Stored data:
%%

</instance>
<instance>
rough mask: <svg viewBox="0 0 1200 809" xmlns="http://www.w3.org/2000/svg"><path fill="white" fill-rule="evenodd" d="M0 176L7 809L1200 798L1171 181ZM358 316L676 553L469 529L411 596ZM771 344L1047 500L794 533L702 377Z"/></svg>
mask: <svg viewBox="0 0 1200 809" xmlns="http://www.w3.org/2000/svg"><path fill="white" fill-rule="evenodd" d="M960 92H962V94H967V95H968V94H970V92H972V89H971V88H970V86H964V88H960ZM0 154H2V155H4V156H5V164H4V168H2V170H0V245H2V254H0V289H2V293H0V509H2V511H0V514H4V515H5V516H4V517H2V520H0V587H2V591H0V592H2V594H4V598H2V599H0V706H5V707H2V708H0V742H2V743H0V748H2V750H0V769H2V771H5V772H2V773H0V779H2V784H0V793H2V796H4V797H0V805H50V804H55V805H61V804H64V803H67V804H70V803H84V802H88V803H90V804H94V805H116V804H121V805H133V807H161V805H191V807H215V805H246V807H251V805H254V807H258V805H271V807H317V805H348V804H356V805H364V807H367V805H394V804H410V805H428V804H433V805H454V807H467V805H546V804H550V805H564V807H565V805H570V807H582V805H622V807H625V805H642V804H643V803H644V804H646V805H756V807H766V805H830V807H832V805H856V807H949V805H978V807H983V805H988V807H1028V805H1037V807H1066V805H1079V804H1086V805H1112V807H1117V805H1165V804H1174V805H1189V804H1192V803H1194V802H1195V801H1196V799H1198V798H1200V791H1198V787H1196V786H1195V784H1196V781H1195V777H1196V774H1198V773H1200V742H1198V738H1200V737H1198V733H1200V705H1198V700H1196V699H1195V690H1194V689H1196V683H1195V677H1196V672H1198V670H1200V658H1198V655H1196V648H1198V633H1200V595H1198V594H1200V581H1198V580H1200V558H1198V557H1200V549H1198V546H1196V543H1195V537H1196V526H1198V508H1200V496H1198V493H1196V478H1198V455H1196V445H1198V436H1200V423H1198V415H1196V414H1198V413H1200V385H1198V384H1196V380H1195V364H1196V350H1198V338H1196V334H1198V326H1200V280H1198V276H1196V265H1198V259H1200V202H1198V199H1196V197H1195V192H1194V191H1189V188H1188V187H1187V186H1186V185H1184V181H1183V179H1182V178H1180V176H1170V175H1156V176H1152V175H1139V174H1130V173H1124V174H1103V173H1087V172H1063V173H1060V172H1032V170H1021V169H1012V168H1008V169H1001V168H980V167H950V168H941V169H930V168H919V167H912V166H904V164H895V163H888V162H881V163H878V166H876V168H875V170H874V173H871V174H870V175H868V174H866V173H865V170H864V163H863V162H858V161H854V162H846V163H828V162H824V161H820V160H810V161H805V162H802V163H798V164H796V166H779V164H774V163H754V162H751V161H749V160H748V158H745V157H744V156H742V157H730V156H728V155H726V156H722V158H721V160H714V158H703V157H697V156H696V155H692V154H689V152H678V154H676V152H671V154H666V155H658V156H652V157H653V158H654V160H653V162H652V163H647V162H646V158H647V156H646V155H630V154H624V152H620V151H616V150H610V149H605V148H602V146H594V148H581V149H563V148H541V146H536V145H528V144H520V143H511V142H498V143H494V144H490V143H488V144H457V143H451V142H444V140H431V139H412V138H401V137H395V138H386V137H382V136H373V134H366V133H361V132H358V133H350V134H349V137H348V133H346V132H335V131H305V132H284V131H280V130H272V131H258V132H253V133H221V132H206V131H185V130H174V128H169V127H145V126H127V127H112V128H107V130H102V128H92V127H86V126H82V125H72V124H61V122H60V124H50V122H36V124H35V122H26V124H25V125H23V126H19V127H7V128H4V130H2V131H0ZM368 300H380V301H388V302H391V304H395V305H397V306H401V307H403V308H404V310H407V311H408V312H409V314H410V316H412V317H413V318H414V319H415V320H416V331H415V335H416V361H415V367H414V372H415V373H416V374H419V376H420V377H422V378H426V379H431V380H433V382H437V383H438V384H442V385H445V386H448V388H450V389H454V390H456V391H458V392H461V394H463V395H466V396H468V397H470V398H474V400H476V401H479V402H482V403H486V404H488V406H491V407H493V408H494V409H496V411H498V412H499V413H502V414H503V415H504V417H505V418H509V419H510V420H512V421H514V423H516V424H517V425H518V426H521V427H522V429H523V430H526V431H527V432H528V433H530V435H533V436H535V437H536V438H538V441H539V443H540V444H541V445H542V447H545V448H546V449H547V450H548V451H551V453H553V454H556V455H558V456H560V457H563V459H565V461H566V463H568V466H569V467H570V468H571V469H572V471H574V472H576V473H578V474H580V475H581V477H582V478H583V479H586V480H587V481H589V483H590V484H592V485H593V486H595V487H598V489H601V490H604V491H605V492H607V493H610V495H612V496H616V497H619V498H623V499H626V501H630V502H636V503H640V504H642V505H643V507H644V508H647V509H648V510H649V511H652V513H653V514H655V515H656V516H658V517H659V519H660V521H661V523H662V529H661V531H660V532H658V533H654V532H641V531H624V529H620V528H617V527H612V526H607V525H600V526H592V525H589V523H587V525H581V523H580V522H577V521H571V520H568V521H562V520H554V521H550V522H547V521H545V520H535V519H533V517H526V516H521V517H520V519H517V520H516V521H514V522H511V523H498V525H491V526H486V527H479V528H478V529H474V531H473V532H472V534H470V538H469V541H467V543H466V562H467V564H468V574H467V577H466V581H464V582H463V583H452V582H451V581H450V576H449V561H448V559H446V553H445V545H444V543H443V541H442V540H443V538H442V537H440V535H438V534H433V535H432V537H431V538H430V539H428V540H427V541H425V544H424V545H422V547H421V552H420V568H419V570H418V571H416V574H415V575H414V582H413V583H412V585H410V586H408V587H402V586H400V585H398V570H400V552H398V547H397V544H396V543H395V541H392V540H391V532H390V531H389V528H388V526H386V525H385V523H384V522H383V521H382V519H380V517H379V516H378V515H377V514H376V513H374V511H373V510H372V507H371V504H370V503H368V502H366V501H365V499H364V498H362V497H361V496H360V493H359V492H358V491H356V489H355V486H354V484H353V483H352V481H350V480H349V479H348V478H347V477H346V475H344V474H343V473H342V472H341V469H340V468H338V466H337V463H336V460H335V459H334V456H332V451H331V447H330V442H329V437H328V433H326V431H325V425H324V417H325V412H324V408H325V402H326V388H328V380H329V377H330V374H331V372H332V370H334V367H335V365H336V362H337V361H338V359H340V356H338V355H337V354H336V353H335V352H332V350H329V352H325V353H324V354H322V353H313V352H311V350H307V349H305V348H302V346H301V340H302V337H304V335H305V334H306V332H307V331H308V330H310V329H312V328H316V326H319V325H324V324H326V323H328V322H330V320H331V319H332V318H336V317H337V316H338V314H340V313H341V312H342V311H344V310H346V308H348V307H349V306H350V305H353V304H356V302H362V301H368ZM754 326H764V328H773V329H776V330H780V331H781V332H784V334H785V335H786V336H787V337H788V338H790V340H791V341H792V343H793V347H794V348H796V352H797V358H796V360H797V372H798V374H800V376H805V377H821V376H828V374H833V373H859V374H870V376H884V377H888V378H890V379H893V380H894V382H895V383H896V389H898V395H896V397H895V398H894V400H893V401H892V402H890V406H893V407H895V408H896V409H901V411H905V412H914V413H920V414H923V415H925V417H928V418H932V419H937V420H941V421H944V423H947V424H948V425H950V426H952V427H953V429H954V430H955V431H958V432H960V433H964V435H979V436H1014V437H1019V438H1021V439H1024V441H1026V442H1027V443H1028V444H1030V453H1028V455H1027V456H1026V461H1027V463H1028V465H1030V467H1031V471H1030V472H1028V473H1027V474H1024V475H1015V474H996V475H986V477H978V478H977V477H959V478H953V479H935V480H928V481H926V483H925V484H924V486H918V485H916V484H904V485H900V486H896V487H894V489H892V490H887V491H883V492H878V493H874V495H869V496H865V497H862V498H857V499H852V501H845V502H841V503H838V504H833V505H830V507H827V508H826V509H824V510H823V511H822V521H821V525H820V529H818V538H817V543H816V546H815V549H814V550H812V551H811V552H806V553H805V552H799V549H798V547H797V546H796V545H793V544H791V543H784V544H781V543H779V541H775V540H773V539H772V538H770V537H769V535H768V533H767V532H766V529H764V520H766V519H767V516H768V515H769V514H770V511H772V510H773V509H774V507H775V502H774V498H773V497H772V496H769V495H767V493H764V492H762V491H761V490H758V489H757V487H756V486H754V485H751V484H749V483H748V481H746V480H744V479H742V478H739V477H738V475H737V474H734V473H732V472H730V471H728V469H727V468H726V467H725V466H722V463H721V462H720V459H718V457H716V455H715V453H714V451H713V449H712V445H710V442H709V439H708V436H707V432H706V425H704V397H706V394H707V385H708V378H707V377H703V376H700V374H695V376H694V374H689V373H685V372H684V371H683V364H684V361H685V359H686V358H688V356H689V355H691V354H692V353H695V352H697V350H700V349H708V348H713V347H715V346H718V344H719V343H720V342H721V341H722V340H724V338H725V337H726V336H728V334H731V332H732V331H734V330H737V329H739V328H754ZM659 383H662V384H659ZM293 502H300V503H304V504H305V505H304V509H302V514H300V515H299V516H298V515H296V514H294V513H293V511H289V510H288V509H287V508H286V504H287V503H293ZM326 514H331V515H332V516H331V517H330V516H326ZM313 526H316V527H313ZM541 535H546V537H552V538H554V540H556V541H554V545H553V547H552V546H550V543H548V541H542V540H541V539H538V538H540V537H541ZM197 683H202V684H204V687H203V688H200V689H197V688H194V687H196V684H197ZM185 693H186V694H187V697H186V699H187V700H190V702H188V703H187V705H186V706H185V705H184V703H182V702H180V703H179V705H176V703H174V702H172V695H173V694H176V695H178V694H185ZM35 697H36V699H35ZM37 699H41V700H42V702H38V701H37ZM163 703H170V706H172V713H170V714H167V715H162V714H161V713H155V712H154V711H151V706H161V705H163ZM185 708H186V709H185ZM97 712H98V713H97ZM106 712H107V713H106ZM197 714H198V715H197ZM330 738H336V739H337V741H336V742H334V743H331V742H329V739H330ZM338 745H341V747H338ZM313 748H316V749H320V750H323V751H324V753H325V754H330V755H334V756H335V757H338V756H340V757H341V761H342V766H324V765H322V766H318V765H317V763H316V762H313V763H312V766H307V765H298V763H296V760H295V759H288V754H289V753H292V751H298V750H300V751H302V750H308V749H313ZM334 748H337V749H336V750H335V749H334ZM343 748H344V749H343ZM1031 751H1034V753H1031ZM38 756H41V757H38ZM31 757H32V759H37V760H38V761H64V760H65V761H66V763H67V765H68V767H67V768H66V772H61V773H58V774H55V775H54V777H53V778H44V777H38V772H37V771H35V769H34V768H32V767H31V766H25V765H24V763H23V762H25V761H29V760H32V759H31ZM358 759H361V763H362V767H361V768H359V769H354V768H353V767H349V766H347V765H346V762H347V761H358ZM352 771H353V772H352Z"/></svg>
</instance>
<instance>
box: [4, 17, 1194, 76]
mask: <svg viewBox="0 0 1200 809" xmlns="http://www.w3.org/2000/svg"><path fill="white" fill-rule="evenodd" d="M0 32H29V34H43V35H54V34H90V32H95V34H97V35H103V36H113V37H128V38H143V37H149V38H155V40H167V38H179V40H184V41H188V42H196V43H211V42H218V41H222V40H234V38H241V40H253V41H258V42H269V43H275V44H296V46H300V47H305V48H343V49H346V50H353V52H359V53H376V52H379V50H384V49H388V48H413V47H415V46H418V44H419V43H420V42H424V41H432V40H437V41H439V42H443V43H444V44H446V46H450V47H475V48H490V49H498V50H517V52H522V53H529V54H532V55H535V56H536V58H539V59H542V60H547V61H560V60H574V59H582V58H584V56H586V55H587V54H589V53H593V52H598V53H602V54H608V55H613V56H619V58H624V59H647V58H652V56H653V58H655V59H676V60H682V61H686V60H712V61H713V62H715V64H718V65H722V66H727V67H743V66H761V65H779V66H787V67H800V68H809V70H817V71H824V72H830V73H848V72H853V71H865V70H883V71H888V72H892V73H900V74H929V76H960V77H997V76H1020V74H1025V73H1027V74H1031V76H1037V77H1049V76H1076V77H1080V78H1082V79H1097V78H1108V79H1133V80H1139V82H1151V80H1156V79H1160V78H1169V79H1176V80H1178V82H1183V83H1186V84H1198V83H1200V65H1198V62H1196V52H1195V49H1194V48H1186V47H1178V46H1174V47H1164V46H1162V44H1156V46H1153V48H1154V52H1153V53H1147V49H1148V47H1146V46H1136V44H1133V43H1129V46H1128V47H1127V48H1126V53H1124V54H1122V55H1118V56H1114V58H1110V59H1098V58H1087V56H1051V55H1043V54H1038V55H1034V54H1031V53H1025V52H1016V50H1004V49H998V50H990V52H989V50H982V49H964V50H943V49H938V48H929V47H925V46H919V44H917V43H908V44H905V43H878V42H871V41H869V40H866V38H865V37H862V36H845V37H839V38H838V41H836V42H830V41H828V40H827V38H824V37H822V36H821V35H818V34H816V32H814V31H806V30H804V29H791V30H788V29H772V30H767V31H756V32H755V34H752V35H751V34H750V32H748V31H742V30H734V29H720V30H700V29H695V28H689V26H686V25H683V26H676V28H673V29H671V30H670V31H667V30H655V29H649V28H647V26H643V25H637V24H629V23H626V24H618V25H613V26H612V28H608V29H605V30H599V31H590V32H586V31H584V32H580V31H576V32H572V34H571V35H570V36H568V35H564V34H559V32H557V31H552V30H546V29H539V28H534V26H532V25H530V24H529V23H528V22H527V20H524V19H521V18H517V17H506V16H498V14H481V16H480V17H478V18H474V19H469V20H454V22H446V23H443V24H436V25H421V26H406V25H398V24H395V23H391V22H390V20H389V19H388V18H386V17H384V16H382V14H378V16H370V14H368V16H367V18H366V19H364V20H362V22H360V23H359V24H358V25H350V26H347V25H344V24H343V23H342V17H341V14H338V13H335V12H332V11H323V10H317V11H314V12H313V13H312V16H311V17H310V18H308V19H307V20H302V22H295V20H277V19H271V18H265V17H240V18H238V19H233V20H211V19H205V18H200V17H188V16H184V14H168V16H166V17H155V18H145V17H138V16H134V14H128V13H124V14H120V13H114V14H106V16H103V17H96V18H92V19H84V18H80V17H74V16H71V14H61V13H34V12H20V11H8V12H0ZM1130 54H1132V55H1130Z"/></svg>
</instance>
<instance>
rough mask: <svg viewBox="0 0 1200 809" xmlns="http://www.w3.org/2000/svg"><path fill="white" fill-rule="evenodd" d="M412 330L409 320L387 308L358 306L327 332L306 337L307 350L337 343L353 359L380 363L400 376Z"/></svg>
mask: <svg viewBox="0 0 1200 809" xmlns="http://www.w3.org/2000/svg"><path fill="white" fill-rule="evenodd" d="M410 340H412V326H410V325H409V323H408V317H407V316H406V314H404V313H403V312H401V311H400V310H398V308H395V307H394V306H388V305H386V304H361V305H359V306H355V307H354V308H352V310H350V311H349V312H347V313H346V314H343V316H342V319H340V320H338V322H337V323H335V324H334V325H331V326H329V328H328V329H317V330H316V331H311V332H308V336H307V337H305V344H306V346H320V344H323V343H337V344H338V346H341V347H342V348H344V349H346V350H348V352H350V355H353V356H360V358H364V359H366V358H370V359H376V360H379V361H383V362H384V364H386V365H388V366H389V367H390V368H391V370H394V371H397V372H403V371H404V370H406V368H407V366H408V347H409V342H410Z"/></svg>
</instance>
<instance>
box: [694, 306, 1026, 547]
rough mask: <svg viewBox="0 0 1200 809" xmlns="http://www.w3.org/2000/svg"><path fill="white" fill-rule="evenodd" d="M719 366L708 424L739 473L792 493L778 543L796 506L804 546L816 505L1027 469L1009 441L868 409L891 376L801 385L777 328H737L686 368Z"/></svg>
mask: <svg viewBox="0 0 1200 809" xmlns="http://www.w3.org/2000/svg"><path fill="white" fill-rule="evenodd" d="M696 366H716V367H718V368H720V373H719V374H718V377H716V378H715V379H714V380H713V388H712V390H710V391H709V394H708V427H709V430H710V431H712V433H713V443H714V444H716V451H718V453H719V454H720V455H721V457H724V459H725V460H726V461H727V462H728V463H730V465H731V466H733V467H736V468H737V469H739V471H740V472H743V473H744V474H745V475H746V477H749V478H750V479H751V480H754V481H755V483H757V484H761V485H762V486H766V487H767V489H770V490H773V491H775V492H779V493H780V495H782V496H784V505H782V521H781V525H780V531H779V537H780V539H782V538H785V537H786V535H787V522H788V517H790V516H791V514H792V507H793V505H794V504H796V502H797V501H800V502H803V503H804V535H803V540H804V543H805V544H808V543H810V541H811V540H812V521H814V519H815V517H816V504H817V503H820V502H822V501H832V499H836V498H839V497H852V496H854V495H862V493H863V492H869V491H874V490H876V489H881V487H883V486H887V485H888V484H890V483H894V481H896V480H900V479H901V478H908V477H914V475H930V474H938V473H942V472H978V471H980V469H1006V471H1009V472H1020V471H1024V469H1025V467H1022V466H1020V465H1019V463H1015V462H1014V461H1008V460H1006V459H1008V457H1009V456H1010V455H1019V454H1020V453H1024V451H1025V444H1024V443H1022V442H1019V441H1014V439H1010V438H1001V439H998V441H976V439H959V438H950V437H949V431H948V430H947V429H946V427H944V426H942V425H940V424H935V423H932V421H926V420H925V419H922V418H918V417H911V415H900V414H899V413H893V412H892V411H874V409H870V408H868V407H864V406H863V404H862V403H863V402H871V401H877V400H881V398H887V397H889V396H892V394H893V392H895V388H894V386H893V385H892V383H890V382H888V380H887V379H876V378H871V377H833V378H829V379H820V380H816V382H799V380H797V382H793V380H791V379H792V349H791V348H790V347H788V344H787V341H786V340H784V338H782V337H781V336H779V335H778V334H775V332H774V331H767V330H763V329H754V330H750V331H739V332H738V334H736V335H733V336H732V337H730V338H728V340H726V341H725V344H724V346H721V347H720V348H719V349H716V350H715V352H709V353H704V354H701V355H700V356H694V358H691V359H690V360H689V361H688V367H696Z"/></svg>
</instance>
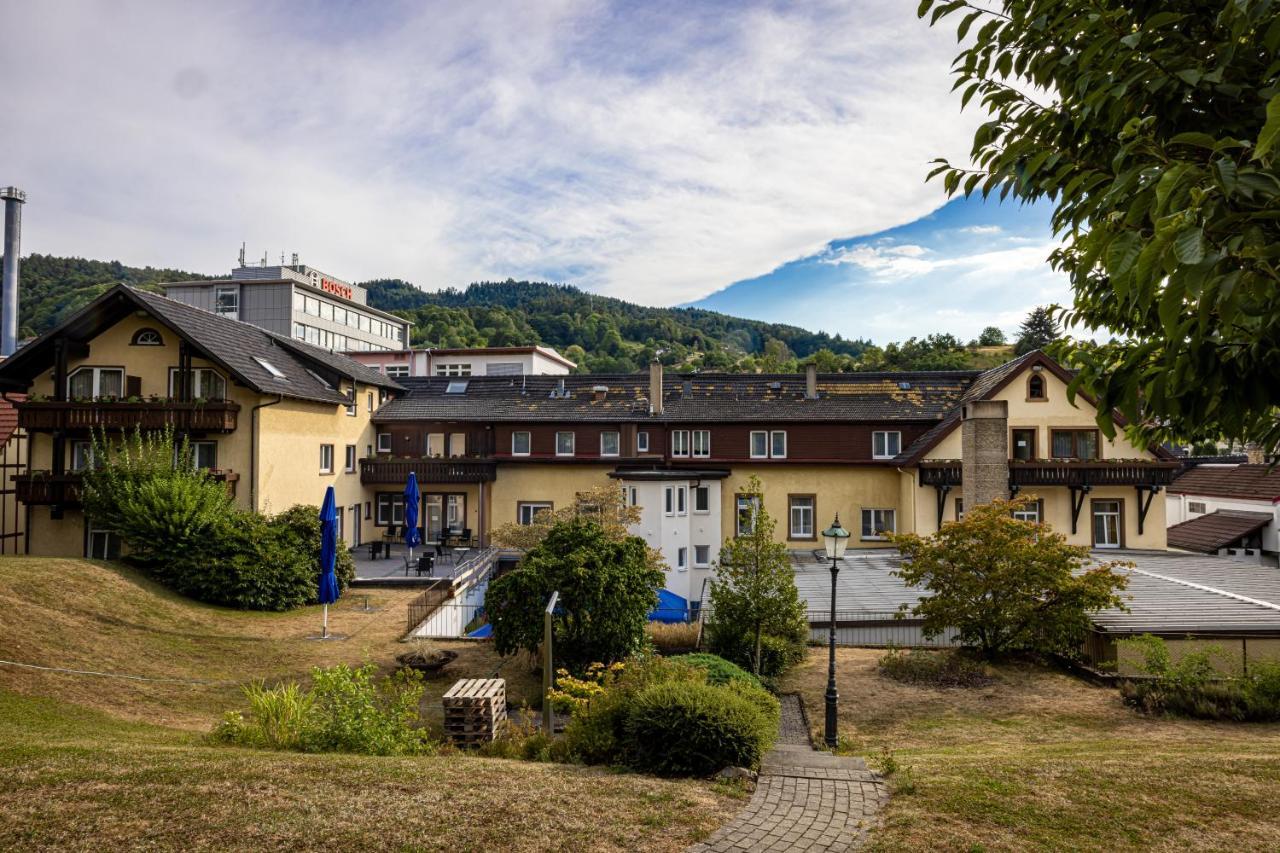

%%

In how many lines of the data above does the word "rough" occur? Only the number is wanted.

> Response for this exercise
3